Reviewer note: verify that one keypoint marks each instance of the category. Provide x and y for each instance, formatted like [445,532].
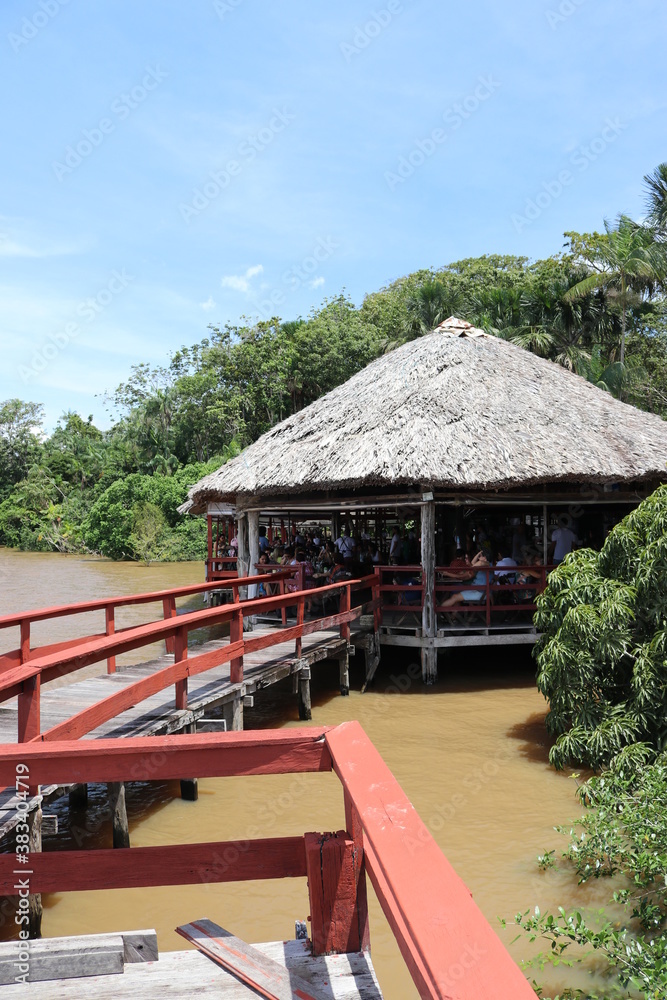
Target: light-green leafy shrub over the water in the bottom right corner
[622,837]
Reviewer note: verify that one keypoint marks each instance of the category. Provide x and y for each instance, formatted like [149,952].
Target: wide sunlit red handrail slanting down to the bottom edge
[447,943]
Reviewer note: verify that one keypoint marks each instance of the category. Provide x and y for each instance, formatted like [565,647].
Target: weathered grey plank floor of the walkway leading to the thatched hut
[156,715]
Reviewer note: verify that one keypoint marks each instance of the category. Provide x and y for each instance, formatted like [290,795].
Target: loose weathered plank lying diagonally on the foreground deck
[262,974]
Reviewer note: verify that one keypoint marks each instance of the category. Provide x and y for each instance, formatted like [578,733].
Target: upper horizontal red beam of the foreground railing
[161,758]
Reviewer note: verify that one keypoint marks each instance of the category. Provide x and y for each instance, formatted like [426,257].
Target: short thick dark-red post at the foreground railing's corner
[335,871]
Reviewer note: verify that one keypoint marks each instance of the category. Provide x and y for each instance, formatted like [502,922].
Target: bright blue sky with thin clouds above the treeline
[170,164]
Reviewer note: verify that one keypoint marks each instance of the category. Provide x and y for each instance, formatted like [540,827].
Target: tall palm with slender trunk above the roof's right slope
[629,261]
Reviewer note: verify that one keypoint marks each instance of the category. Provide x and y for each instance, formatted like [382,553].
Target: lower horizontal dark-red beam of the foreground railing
[170,864]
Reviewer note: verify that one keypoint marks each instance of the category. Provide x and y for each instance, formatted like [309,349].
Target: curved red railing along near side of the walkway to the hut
[25,679]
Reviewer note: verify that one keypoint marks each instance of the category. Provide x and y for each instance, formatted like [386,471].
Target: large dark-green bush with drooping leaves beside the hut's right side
[602,658]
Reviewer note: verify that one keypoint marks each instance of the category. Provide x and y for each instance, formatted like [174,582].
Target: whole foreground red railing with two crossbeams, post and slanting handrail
[447,944]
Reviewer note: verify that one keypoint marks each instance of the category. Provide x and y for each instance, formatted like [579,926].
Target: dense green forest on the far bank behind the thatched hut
[597,308]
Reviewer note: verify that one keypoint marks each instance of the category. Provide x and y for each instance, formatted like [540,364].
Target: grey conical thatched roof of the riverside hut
[456,409]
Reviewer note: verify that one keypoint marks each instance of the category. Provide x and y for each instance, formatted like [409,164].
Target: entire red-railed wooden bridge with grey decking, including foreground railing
[141,723]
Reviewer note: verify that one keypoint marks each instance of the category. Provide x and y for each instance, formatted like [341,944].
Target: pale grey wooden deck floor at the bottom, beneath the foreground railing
[177,975]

Exercise –
Using the records above, please repeat the line with "formatted like [409,164]." and every line after it exactly, and give no other text.

Result of the exercise –
Reviewer note: verify that one keypoint marks each instance of the category. Provide x and y for each instance, formatted like [409,164].
Target: entire red-railed wooden bridge with grey decking, including foreground railing
[141,723]
Reviewer note: verify that one keypoint marks each instance of the category. Provide x and y for each instance, formatted like [341,944].
Target: pale grey wooden deck floor at the bottom, beneath the foreground railing
[177,975]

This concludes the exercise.